Objective: Pick out every line in the records below that contains the word "fork", and copy each one in full.

Entries on locating named things

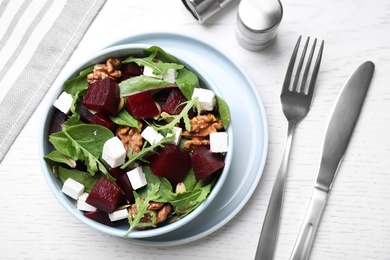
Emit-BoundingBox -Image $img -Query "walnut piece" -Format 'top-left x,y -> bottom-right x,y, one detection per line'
87,58 -> 122,83
116,122 -> 143,157
182,114 -> 223,151
184,137 -> 210,151
182,114 -> 223,138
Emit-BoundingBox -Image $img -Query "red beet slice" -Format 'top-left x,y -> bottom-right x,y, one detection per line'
90,112 -> 116,132
161,88 -> 187,115
149,144 -> 191,182
83,78 -> 120,115
191,145 -> 225,181
77,102 -> 93,124
109,167 -> 135,203
126,91 -> 160,120
121,62 -> 144,76
85,177 -> 122,213
84,209 -> 115,227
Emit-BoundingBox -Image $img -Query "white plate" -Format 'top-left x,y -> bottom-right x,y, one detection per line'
101,33 -> 268,246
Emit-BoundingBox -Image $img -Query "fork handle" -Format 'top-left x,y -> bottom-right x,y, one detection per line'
255,121 -> 297,260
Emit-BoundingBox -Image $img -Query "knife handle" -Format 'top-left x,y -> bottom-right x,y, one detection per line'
290,187 -> 329,260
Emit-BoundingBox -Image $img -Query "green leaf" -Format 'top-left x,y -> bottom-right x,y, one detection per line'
144,46 -> 181,64
63,66 -> 94,95
118,75 -> 172,97
216,96 -> 230,129
110,109 -> 139,130
153,97 -> 200,132
49,124 -> 114,180
58,167 -> 102,193
176,69 -> 199,100
43,150 -> 76,168
121,135 -> 175,169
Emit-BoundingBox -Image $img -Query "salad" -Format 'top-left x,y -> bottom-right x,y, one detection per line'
44,46 -> 230,236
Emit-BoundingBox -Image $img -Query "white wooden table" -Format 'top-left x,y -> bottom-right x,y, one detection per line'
0,0 -> 390,260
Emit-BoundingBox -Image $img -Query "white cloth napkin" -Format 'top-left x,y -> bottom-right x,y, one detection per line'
0,0 -> 105,162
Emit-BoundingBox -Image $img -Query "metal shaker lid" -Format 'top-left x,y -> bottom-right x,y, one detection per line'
236,0 -> 283,51
182,0 -> 221,23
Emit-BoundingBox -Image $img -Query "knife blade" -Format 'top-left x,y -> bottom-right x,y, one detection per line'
290,61 -> 375,260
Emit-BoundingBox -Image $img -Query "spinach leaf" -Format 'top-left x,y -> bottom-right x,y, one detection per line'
144,46 -> 181,64
122,52 -> 184,75
216,96 -> 230,129
121,135 -> 175,169
153,97 -> 200,132
64,66 -> 94,95
43,150 -> 76,168
110,109 -> 139,130
118,75 -> 172,97
58,167 -> 102,193
176,69 -> 199,100
125,166 -> 174,236
49,124 -> 114,180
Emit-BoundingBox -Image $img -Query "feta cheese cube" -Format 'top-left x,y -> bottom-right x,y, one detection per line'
192,88 -> 217,111
210,132 -> 228,153
61,178 -> 85,200
143,66 -> 177,83
108,209 -> 129,222
102,136 -> 126,168
163,69 -> 177,83
141,126 -> 164,144
143,66 -> 163,79
76,192 -> 96,211
167,126 -> 183,145
53,92 -> 73,114
127,166 -> 148,190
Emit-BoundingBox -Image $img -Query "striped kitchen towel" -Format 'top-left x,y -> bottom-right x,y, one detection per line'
0,0 -> 105,162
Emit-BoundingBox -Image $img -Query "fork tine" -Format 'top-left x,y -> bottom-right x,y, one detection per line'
307,41 -> 324,98
282,35 -> 302,92
292,37 -> 310,92
301,38 -> 317,91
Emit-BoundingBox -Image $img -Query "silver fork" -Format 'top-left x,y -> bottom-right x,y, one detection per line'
255,36 -> 324,260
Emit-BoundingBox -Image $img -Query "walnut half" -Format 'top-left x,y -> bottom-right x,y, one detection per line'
116,121 -> 143,157
87,58 -> 122,83
182,114 -> 223,151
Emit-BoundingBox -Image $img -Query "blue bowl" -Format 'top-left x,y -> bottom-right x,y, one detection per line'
38,44 -> 233,238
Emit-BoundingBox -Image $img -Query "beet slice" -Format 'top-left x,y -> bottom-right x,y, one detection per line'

Complete response:
Emit-BoundingBox -Image $img -Query "fork handle" -Format 'top-left x,y -> bottom-right x,y, one detection per line'
Emit-BoundingBox -Image $img -Query "fork tine" -Format 'top-left x,y -> bottom-right x,y, one detection per line'
Emit-BoundingBox -Image $img -Query "silver fork" -Format 'top-left x,y -> bottom-right x,y, one detection per line'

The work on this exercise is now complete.